::: Teks pilihan :::

Kedua,  perayaan maulid, peringatan isra’ mi’raj, peringatan nuzulul quran. Semua itu tidak dilakukan oleh Rosulullah Saw dan para sahabatnya, juga oleh imam yang empat (Imam Abu Hanifah, Imam Malik, Imam Syafi’I, dan Imam Hambali). Andaikan perbuatan-perbuatan itu baik, tentulah mereka akan mendahului kita dalam pengamalannya. Perayaan dan upacara diatas tidak termasuk maslahah mursalah. Itu termasuk bid’ah, sebab para pelakunya menganggap perbuatan itu ibadah yang akan mendatangkan pahala.
Pernah suatu saat khalifah Umar bin Khattab didatangi seorang Yahudi, katanya, “Ada satu ayat dalam kitab kamu, andaikan ayat itu turun kepada bangsa kami, pasti akan kami jadikan hari turunnya itu sebagai hari raya.” Kata Umar, “Ayat apa itu?” (kemudian si Yahudi itu membacakan ayat ketiga surat Al-Maidah). Kata Umar, “Aku tahu ayat itu, aku pun tahu kapan dan dimana ayat itu diturunkan, yaitu hari Jum’at di ‘Arafah” (Al-Bukhari). Dari riwayat itu kita tahu bahwa Umar r.a. tidak mau melakukan apa yang tidak dilakukan oleh Rosulullah Saw, sekalipun usulan itu nampaknya baik dan ada manfaatnya, tetapi beliau mengerti perbuatan itu bid’ah, dan menyesatkan dan dosanya lebih besar daripada manfaatnya.
Kata Imam Malik bin Anas, “Siapa yang berbuat bid’ah dalam Islam, ia memandang perbuatan itu baik, sungguh ia telah menuduh bahwa Muhammad Saw telah mengkhianati risalah, karena Allah sudah berfirman, ‘Hari ini telah kusempurnakan agamamu...’, maka apa saja yang tidak menjadi agama pada hari itu, niscaya tidak menjadi agama pada hari ini,” Sebab itu kita harus dapat membedakan antara urusan ta’abbudiy dengan urusan keduaniaan.
Padahal yang disebut ibadah itu pada asalnya terlarang, kecuali ada dalil yang menunjukkan perintah atau ada contoh dari Rosulullah Saw. Jika tidak ada perintah dari beliau, maka amal itu ditolak, tidak akan diberi pahala. Bahkan pelakunya harus bertanggung jawab karena telah membuat syari’at yang baru. ‘Aisyah r.ah. berkata:
قال رسول الله ص م : مَنْ اَحْدَثَ فِى اَمْرِنَا هَذَا مَا لَيْسَ مِنْهُ فَهُوَ رَدٌّ. البخارى
Rosulullah Saw bersabda, “Siapa yang mengada-ada dalam urusan kami (Islam) yang tidak ada perintah dari kami, maka amal itu pasti ditolak.” (HR Bukhori)

::: Data yang diberikan :::

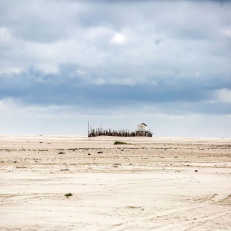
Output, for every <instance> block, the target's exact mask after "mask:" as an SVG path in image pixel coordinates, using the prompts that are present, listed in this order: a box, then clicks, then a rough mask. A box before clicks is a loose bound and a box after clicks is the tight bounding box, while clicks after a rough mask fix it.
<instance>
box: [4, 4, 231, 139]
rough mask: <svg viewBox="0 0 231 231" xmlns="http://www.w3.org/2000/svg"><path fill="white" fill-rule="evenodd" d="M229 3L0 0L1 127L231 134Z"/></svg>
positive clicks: (84, 133)
mask: <svg viewBox="0 0 231 231" xmlns="http://www.w3.org/2000/svg"><path fill="white" fill-rule="evenodd" d="M230 12H231V1H225V0H223V1H222V0H220V1H215V0H213V1H212V0H211V1H177V0H171V1H170V0H169V1H168V0H166V1H160V0H159V1H152V0H125V1H122V0H114V1H112V0H97V1H95V0H94V1H93V0H79V1H78V0H59V1H57V0H49V1H47V0H23V1H18V0H0V134H37V135H38V134H39V135H41V134H43V135H87V123H88V121H90V124H91V125H92V127H101V126H102V127H103V128H105V129H106V128H111V129H129V130H130V131H131V130H135V129H136V126H137V125H138V124H139V123H141V122H144V123H146V124H147V125H148V127H149V129H150V130H151V131H152V132H153V135H154V137H211V138H216V137H218V138H221V137H224V138H227V137H229V138H230V137H231V13H230Z"/></svg>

:::

*Gunakan informasi berikut*.
a: Menurut teks pilihan, pada hari apa dan di mana Umar mengatakan ayat ketiga surat Al-Maidah diturunkan?
b: Tolong sunting bagian teks pilihan antara "Pernah suatu saat" dan "besar daripada manfaatnya.", inklusif, dengan mengganti "hari raya" menjadi "hari besar".

*Jawaban latihan ini*.
a: Hari Jum'at di 'Arafah.

b:
Pernah suatu saat khalifah Umar bin Khattab didatangi seorang Yahudi, katanya, “Ada satu ayat dalam kitab kamu, andaikan ayat itu turun kepada bangsa kami, pasti akan kami jadikan hari turunnya itu sebagai hari besar.” Kata Umar, “Ayat apa itu?” (kemudian si Yahudi itu membacakan ayat ketiga surat Al-Maidah). Kata Umar, “Aku tahu ayat itu, aku pun tahu kapan dan dimana ayat itu diturunkan, yaitu hari Jum’at di ‘Arafah” (Al-Bukhari). Dari riwayat itu kita tahu bahwa Umar r.a. tidak mau melakukan apa yang tidak dilakukan oleh Rosulullah Saw, sekalipun usulan itu nampaknya baik dan ada manfaatnya, tetapi beliau mengerti perbuatan itu bid’ah, dan menyesatkan dan dosanya lebih besar daripada manfaatnya.